--- START OF Information supplied ---

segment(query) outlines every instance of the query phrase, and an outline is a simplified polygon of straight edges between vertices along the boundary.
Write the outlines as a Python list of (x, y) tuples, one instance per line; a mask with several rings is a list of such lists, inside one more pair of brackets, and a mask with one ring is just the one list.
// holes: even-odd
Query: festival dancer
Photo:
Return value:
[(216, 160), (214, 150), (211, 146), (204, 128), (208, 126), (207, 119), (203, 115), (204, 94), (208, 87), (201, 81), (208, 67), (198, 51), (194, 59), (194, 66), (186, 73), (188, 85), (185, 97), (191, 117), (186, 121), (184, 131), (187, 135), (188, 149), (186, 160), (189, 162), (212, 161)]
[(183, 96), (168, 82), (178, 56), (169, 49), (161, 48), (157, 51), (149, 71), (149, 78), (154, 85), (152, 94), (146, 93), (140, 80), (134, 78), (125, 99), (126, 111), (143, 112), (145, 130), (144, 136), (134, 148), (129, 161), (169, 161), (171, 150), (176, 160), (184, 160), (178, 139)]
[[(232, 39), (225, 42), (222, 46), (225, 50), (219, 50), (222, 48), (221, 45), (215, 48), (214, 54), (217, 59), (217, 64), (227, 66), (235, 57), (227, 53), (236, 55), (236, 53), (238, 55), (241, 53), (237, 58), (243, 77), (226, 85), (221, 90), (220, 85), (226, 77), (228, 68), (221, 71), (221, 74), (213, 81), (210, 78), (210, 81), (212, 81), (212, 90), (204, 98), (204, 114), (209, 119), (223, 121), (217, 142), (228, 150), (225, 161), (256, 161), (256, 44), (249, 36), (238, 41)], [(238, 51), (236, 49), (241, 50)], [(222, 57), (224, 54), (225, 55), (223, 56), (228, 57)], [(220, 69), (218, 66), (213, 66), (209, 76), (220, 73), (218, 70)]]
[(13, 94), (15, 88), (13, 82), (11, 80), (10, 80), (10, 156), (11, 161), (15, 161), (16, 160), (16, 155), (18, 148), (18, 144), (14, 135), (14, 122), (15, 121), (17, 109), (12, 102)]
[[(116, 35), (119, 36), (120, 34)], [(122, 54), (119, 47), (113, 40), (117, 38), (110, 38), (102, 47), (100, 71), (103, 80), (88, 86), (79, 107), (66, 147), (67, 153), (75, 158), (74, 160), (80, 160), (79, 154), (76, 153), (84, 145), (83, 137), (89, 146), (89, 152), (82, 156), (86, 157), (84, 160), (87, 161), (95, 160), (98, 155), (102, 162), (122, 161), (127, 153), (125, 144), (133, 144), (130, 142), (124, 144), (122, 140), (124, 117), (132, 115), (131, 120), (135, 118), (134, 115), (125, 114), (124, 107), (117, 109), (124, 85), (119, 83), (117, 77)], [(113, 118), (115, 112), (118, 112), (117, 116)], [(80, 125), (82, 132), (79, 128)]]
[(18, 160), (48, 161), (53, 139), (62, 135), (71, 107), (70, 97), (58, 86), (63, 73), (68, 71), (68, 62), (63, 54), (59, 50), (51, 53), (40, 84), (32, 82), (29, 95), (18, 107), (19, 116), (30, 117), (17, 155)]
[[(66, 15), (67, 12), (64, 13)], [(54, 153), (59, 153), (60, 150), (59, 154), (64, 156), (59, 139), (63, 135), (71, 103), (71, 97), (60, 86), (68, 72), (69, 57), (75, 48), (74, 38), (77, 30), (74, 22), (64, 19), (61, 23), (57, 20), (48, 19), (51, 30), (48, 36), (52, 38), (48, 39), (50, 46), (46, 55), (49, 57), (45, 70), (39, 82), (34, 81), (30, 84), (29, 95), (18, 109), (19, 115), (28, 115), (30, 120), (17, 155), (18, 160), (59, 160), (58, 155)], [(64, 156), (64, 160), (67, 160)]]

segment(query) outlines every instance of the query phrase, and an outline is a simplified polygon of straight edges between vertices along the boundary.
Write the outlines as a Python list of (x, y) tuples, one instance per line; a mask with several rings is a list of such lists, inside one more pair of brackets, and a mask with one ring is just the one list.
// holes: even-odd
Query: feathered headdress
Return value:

--- END OF Information supplied ---

## Instructions to follow
Rewrite the material from its first line through the line containing "109), (12, 102)]", changing "festival dancer" to "street performer" and leaving everything else unchanged.

## Task solution
segment(query) outlines every instance of the query phrase, and an outline is a simplified polygon of straight edges between vertices along the boundary.
Write the outlines as a Python list of (x, y) tuples, one instance per line; a mask with several rings is a list of such lists, inside one more pair of brackets, and a mask with one ring is just the one list.
// holes: even-odd
Query: street performer
Photo:
Return value:
[(216, 160), (214, 150), (211, 146), (204, 128), (208, 126), (207, 119), (203, 115), (204, 94), (208, 87), (201, 81), (208, 67), (198, 51), (194, 59), (194, 66), (186, 73), (188, 85), (185, 97), (191, 117), (186, 121), (184, 131), (187, 135), (188, 149), (186, 160), (189, 162), (212, 161)]
[(183, 96), (168, 82), (178, 56), (169, 49), (161, 48), (157, 51), (149, 71), (149, 78), (154, 85), (152, 94), (146, 93), (140, 80), (134, 78), (125, 99), (126, 111), (143, 112), (145, 130), (144, 136), (134, 148), (129, 161), (169, 161), (171, 150), (176, 160), (184, 160), (178, 139)]
[[(232, 39), (225, 42), (222, 46), (225, 50), (219, 50), (222, 48), (221, 45), (215, 48), (214, 54), (217, 59), (217, 64), (227, 66), (235, 57), (227, 53), (236, 55), (236, 53), (238, 55), (241, 53), (237, 58), (243, 77), (226, 85), (221, 90), (220, 85), (226, 77), (228, 68), (221, 71), (221, 74), (213, 81), (210, 78), (210, 81), (212, 81), (212, 90), (204, 98), (204, 114), (209, 119), (223, 121), (217, 142), (228, 150), (225, 161), (256, 161), (256, 44), (249, 36), (238, 41)], [(238, 51), (236, 49), (241, 50)], [(222, 57), (224, 54), (225, 55), (223, 56), (228, 57)], [(220, 69), (218, 66), (213, 66), (209, 76), (220, 73), (218, 70)]]
[(13, 94), (15, 88), (13, 82), (11, 80), (10, 80), (10, 156), (11, 161), (15, 161), (16, 160), (16, 155), (18, 148), (18, 144), (14, 135), (14, 122), (15, 121), (17, 109), (12, 102)]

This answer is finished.